* Activity: If anything in the data looks odd, keep it anyway and write the whole listing out unchanged.
=======
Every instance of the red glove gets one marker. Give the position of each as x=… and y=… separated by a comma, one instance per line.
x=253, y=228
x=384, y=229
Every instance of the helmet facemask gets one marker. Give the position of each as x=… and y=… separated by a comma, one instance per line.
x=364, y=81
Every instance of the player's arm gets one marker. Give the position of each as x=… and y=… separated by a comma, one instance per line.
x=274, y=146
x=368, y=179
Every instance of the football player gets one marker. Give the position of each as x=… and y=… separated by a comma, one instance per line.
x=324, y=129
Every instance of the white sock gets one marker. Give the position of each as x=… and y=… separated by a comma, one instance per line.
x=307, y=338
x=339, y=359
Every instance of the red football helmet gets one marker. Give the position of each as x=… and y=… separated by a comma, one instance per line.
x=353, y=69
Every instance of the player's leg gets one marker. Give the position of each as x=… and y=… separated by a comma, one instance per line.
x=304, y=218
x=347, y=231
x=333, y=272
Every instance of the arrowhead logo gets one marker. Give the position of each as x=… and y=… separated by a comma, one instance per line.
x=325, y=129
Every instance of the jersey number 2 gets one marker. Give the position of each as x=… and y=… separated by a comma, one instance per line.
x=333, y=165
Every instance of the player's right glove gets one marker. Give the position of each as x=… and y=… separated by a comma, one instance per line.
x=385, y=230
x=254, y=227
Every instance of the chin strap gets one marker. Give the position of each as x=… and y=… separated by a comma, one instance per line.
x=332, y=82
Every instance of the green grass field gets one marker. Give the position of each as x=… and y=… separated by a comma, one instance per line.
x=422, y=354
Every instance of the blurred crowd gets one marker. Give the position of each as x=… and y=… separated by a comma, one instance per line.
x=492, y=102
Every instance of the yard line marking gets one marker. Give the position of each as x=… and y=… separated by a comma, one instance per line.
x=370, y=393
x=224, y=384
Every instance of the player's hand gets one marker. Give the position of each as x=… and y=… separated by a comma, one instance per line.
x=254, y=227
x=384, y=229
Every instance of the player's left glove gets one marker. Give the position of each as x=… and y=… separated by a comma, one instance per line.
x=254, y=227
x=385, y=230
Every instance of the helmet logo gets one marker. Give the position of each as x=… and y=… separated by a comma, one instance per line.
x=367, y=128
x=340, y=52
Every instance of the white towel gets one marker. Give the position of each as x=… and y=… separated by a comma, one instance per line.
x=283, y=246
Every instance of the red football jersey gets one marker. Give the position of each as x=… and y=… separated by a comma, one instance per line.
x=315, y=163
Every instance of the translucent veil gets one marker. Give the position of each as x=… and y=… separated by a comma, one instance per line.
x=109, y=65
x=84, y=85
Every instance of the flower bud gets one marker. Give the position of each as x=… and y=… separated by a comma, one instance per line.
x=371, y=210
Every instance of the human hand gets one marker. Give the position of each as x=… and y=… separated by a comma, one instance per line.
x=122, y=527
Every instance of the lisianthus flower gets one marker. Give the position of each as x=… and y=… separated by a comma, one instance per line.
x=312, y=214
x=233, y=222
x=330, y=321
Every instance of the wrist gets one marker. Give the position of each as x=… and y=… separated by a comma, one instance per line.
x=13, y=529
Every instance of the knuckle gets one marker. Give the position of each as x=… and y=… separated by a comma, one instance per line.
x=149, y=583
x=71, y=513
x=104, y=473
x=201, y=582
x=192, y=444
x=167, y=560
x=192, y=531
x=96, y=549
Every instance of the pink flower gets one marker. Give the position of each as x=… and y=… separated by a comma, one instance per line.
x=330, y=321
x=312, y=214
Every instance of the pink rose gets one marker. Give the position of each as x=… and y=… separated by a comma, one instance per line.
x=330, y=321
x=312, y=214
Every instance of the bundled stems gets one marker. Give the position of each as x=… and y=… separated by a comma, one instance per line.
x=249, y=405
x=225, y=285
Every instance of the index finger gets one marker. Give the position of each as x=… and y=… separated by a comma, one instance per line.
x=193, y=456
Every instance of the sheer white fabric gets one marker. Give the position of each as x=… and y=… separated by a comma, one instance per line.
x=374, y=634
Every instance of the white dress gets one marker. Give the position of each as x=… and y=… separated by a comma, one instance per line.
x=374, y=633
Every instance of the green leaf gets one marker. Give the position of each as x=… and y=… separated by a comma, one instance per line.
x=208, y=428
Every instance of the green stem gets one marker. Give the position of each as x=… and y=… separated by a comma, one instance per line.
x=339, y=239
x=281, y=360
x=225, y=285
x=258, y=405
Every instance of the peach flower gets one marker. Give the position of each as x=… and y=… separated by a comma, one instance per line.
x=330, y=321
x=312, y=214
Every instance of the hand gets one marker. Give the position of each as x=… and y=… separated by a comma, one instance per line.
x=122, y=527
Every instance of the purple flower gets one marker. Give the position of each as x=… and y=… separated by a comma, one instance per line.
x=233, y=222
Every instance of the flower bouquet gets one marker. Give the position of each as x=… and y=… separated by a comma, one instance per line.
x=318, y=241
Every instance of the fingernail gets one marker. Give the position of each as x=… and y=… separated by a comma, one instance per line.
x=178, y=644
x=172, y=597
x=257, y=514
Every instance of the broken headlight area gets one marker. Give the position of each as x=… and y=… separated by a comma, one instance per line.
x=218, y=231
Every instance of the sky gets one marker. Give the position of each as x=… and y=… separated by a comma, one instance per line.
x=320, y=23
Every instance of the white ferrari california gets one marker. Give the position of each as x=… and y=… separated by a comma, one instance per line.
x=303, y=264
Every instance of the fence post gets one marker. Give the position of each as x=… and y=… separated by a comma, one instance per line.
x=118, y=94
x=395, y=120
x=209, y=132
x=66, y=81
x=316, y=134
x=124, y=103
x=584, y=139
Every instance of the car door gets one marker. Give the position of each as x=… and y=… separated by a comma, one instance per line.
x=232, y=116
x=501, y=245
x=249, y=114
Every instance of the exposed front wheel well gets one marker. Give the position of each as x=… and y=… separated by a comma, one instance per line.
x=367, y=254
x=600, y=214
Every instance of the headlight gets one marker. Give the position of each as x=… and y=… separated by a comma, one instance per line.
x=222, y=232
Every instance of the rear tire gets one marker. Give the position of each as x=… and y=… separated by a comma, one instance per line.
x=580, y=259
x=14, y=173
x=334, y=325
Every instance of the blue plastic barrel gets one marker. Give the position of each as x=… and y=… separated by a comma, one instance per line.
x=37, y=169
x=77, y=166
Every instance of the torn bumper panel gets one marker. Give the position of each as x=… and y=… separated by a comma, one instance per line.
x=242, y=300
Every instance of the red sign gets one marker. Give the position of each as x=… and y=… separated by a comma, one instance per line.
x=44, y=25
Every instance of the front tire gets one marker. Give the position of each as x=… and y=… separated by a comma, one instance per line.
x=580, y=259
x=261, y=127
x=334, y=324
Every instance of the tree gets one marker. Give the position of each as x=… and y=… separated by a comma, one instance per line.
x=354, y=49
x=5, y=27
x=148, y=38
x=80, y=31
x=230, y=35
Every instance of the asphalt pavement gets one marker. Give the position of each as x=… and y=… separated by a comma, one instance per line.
=======
* Solution to the exercise:
Every instance of the red glove gets one marker. Give the position of each as x=… and y=… separated by a comma, one instance per line.
x=253, y=228
x=384, y=229
Every instance of the helmet facemask gets one marker. Give the position of each as x=… and y=… separated by a comma, one instance per line.
x=364, y=81
Every instance of the player's arm gets one marker. Give the position of each as x=… and y=… separated by a comma, one instance per line.
x=274, y=146
x=368, y=179
Every instance of the football player gets one marker. Give the position of each as x=… and y=… separated by a comma, one instance per line.
x=324, y=129
Every instance of the white sock gets one marker. Give the position of each as x=… and y=… separated by a comma, one instance per line.
x=307, y=338
x=339, y=359
Every instance of the red football helmet gets one marker. Give the position of each as x=… and y=… separated by a comma, one instance per line.
x=353, y=69
Every instance of the player's leg gets one marker. Give the position of each as x=… and y=… separated by a comma, one instance per line.
x=304, y=218
x=347, y=231
x=333, y=272
Every instance of the arrowhead logo gets one marker. Give the position of each as x=… and y=… separated by a comma, one instance per line.
x=325, y=129
Every instance of the jersey number 2 gets one marker. Give the position of each as x=… and y=… separated by a comma, one instance per line.
x=333, y=165
Every instance of the player's right glove gets one marker. Give the position of each as x=… and y=… separated by a comma, one instance per line.
x=385, y=230
x=254, y=227
Every instance of the chin strap gets one marker. Give the position of each as x=… and y=… separated by a comma, one instance per line.
x=332, y=82
Every instance of the green grass field gets one marker. Give the position of each as x=… and y=… separated by a comma, one instance per line.
x=422, y=354
Every instance of the blurred crowd gets one marker. Give the position of each as x=… and y=… separated by a comma, one instance per line.
x=492, y=102
Every instance of the yard line marking gets one marker. Give the position of each as x=… and y=… separated by a comma, one instance per line.
x=370, y=393
x=224, y=384
Every instance of the player's hand gets one marker. Give the position of each as x=… and y=… separated by a comma, one instance per line.
x=254, y=227
x=384, y=229
Every instance of the player's left glove gets one marker. Give the position of each as x=… and y=… separated by a comma, one instance per line.
x=254, y=227
x=385, y=230
Every instance of the helmet logo gets one marker. Give the position of each as x=… and y=… separated by a comma, one instance per line.
x=367, y=128
x=340, y=52
Every instance of the white towel gets one marker. Give the position of each as x=… and y=… separated by a comma, one instance per line.
x=283, y=246
Every instance of the red football jersey gets one marker. Give the position of each as x=… and y=… separated by a comma, one instance per line.
x=315, y=163
Every instance of the translucent veil gets one marker. Give the position of each as x=… and y=… separated by a comma, one instance per line.
x=109, y=65
x=84, y=85
Every instance of the flower bud gets one marker. Give the position of each as x=… and y=… separated by a comma, one instance per line.
x=371, y=210
Every instance of the human hand gets one marker. Give the position of each as x=… and y=… separated by a comma, one instance per line.
x=122, y=527
Every instance of the lisianthus flower gets one marker. Give the position of each as x=… and y=… separated by a comma, one instance per line.
x=312, y=214
x=233, y=222
x=330, y=321
Every instance of the wrist gets one marker. Give the position of each as x=… and y=… separated by a comma, one instance per line.
x=13, y=529
Every instance of the knuckle gets one marker. Give the position of each as x=… and y=… separated by a comma, one instance per line.
x=149, y=583
x=71, y=513
x=104, y=473
x=201, y=582
x=192, y=444
x=167, y=560
x=192, y=531
x=96, y=549
Every instance of the pink flower gets one marker. Give the position of each as x=… and y=… separated by a comma, one instance per line.
x=330, y=321
x=312, y=214
Every instance of the pink rose gets one marker. Give the position of each as x=… and y=… separated by a comma, one instance per line.
x=330, y=321
x=312, y=214
Every instance of the bundled stems gets one marker. Give the position of each as x=… and y=… separated by a comma, one instance per line.
x=249, y=405
x=225, y=285
Every instance of the index finger gets one marker. Give the position of each as x=… and y=… separated by a comma, one instance per line.
x=193, y=456
Every instance of the sheer white fabric gets one marker. Give the position of each as x=… and y=… separated by a comma, one instance per line.
x=374, y=634
Every instance of the white dress gets one marker. Give the position of each as x=… and y=… separated by a comma, one instance per line.
x=374, y=633
Every instance of the green leaf gets one marker. Give the position of each as x=… and y=… separated by a comma, one instance per line.
x=208, y=428
Every instance of the green stem gets one marker. Give the position of each as x=… and y=… separated by a comma, one instance per line.
x=339, y=239
x=281, y=360
x=225, y=285
x=258, y=405
Every instance of the peach flower gets one marker. Give the position of each as x=… and y=… separated by a comma, one instance per line.
x=330, y=321
x=312, y=214
Every instance of the hand gets one marker. Give the position of each as x=… and y=… separated by a comma, one instance per line.
x=122, y=527
Every instance of the purple flower gets one marker. Give the position of each as x=… and y=… separated by a comma, one instance per line.
x=233, y=222
Every instance of the flower bouquet gets one marker. Give the position of each as x=… and y=… separated by a comma, one instance per line.
x=318, y=241
Every instance of the fingernail gets one marker. Give the position of each as x=… and y=… separated by a comma, one instance per line.
x=178, y=644
x=172, y=597
x=257, y=514
Every instance of the broken headlight area gets one marker. Give the position of each as x=… and y=… separated by a comma, one instance per line.
x=218, y=231
Every instance of the sky gets one marker. Give the position of each as x=… and y=… separated by a comma, one instance per line.
x=320, y=23
Every instance of the white ferrari california gets one marker. Give the position of each as x=… and y=… separated by a comma, one instance per line.
x=303, y=264
Every instance of the fence post gets one marker. Give the position of each as x=… and y=… separated by a comma, one instance per line.
x=118, y=94
x=395, y=120
x=209, y=132
x=66, y=81
x=316, y=134
x=124, y=103
x=584, y=139
Every instance of the car door gets one marker. Give the position of each as x=… and y=… separated by a comma, one instance per line.
x=232, y=116
x=501, y=245
x=249, y=114
Every instance of the exposed front wheel well gets one marker. Give the position of each as x=… and y=… separated by a comma, one instance per line.
x=367, y=254
x=600, y=214
Every instance of the headlight gets one marker. Give the position of each as x=… and y=… separated by a comma, one instance per line.
x=222, y=232
Every instance of the rear tire gets one marker. Give the position of each as x=… and y=… separated by a comma, one instance per line.
x=580, y=259
x=14, y=173
x=334, y=325
Every instance of the blue plastic barrel gets one marker. Give the position of each as x=… and y=… separated by a comma, one instance per line.
x=37, y=169
x=77, y=166
Every instance of the torn bumper panel gets one marker. Give the position of each as x=… and y=… separated by a comma, one instance per line.
x=242, y=300
Every instance of the red sign gets one marker. Give the position of each as x=… and y=… separated by a comma, one instance per line.
x=44, y=25
Every instance of the front tire gets one marker. Give the position of each as x=… and y=… separated by a comma, one instance per line.
x=580, y=259
x=261, y=127
x=334, y=324
Every instance of the tree gets one marker. Give the position of each as x=… and y=… separated by a comma, one instance per line.
x=354, y=49
x=5, y=27
x=148, y=38
x=80, y=31
x=230, y=35
Every instance of the asphalt pavement gets one marker. Give the position of each as x=… and y=… separated by a comma, one instance per line.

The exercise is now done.